--- START OF DATA FOR THIS TASK ---
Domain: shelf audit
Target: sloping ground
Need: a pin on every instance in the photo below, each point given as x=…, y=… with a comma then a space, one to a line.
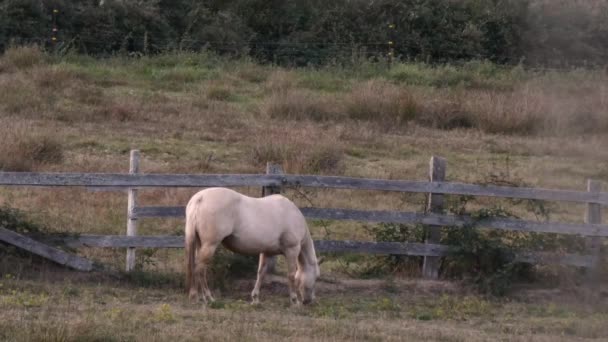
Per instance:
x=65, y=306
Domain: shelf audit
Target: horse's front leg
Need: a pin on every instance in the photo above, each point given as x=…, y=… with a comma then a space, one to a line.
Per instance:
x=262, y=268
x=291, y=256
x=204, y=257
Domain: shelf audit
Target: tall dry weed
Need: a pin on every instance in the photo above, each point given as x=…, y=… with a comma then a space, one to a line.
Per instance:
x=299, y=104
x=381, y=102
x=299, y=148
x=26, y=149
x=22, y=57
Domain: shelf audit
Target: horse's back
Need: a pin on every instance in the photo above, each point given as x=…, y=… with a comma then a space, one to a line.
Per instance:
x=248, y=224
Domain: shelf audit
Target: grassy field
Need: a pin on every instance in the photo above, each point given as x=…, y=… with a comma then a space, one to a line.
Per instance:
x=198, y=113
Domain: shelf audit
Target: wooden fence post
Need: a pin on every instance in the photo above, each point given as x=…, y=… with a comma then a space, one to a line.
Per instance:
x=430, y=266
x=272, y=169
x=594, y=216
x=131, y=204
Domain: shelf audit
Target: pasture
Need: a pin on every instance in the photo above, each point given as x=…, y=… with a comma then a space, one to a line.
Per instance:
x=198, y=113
--- END OF DATA FOR THIS TASK ---
--- START OF DATA FOR THIS TASK ---
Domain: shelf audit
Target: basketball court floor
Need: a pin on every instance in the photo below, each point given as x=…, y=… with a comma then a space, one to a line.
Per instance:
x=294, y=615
--- END OF DATA FOR THIS TASK ---
**DIRECTIVE:** List each line in the entries above that contains the string "horse", treating uppercase and lowercase letters as different.

**RESPONSE:**
Target: horse's front leg
Target: horse's back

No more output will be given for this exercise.